* EXERCISE TEXT:
Knowledge of a protein’s 3D structure can provide critical insights into aspects of its biological function: from catalytic mechanisms and protein–protein interactions to the reasons that specific gene mutations cause harmful disruptions.
Genome3D collates and presents data from resources that use the domain structures from the Structural Classification of Proteins (SCOP) and CATH classifications to provide predictions on sequences for which a structure may not yet have been solved. The SCOP and CATH databases classify protein domains derived from structurally characterized proteins deposited in the Protein Data Bank (PDB) (1
). Domains are classified into homologous superfamilies and fold groups (see ‘Materials and Methods’ for more information on SCOP and CATH).
Although both resources combine automated methods with manual curation to detect homologous domains, SCOP relies more heavily on manual curation. For CATH, homologs are automatically recognized using in-house structure comparison methods [SSAP (2
), CATHEDRAL (3
) and Hidden Markov Model (HMM)-based strategies (4
)]. In addition to differences in protocols for structure classification, SCOP and CATH use somewhat different criteria for recognizing domain boundaries in multi-domain structures. SCOP only recognizes domains that have been observed to recur in different multi-domain contexts, whereas CATH also use physical considerations such as globularity and compactness.
Although all five domain prediction methods in Genome3D exploit homology-based approaches to predict domain structures in uncharacterized protein sequences, different strategies are used (see ‘Materials and Methods’ section). Some (Gene3D, SUPERFAMILY) exploit HMM-based strategies for recognizing relatives of SCOP or CATH superfamilies. Others use more sensitive threading-based strategies, which detect much more remote homologues to SCOP (FUGUE, Phyre) or CATH (FUGUE, pDomTHREADER) superfamilies.

* REQUIREMENT 1: Reproduce everything in the Genome3D text from "Although both resources" down to "globularity and compactness.".
* REQUIREMENT 2: Translate this sentence from the Genome3D text into Spanish: "Some (Gene3D, SUPERFAMILY) exploit HMM-based strategies for recognizing relatives of SCOP or CATH superfamilies."

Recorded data

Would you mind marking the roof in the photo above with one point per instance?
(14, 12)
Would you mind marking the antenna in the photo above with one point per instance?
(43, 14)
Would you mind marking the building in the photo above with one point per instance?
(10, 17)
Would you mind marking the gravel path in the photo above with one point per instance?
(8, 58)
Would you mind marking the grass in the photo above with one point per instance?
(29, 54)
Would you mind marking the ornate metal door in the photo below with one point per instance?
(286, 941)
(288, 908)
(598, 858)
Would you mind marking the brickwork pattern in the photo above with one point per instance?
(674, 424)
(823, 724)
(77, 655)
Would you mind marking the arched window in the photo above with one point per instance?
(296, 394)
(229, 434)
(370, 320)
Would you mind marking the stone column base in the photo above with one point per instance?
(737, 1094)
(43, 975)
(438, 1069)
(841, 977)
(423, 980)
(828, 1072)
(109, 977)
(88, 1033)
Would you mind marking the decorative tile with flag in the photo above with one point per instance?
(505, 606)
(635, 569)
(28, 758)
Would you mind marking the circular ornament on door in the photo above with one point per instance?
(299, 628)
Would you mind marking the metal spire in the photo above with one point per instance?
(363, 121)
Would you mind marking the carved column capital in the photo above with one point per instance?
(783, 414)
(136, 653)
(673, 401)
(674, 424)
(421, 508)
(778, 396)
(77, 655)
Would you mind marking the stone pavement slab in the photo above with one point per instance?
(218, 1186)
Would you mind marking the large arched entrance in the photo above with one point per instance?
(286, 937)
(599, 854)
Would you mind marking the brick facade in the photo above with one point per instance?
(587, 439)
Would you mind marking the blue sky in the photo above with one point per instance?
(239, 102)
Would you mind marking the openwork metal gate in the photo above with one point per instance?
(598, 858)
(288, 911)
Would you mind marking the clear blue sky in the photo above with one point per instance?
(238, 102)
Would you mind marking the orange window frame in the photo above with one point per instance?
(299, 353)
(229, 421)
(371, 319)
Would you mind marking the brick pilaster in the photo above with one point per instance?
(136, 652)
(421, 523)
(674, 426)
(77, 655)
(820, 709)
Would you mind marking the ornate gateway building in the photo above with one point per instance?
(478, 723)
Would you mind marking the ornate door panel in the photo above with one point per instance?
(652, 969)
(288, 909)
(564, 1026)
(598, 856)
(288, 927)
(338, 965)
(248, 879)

--

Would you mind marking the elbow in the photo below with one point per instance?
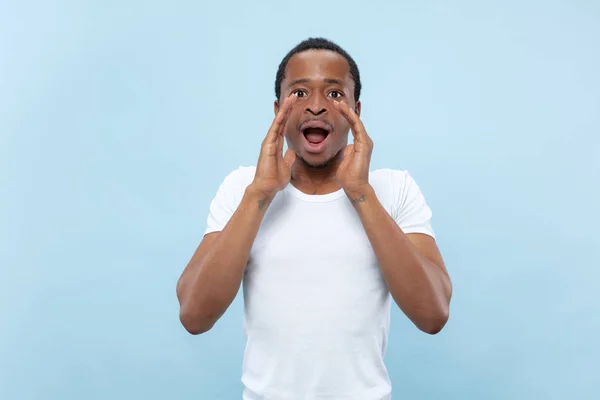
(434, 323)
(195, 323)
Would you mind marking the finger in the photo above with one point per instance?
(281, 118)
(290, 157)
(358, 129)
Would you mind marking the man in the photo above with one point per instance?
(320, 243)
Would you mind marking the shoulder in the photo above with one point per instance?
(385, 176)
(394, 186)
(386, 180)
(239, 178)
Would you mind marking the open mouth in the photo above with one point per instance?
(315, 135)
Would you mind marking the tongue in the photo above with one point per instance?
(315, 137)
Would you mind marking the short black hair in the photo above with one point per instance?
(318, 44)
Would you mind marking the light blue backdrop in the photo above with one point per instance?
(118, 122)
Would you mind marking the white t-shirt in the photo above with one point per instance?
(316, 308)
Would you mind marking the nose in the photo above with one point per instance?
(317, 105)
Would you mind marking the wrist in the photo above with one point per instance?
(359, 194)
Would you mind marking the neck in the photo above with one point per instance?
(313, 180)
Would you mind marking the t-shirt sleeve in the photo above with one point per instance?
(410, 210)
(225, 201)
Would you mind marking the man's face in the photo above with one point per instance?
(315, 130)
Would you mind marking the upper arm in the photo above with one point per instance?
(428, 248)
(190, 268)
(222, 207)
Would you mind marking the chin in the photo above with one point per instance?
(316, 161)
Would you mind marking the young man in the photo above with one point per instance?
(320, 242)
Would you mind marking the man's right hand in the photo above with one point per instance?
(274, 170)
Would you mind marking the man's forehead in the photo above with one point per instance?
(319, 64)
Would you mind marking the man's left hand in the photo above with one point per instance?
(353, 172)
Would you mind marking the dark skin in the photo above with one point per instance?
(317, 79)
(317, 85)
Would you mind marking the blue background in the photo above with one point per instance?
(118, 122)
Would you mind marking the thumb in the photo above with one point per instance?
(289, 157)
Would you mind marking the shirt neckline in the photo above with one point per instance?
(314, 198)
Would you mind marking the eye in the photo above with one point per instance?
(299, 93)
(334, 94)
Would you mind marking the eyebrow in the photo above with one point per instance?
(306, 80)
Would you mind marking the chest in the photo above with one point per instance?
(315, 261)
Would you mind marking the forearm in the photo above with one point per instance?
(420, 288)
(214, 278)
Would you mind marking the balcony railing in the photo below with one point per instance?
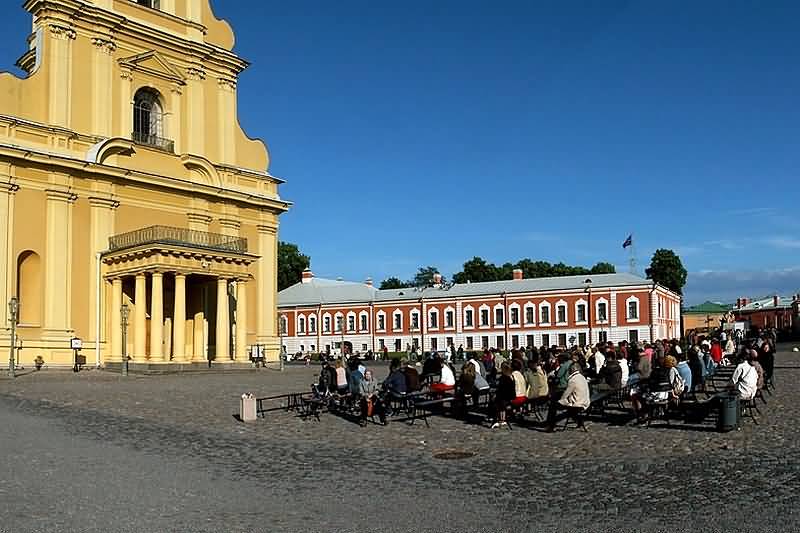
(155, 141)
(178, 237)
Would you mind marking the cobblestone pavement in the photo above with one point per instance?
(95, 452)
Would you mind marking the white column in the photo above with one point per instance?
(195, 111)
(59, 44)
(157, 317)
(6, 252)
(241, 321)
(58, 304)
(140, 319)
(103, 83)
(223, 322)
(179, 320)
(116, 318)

* RESPONSE 1:
Although both resources combine automated methods with manual curation to detect homologous domains, SCOP relies more heavily on manual curation. For CATH, homologs are automatically recognized using in-house structure comparison methods [SSAP (2
), CATHEDRAL (3
) and Hidden Markov Model (HMM)-based strategies (4
)]. In addition to differences in protocols for structure classification, SCOP and CATH use somewhat different criteria for recognizing domain boundaries in multi-domain structures. SCOP only recognizes domains that have been observed to recur in different multi-domain contexts, whereas CATH also use physical considerations such as globularity and compactness.

* RESPONSE 2: Algunos (Gene3D, SUPERFAMILY) aprovechan estrategias basadas en HMM para reconocer parientes de las superfamilias de SCOP o CATH.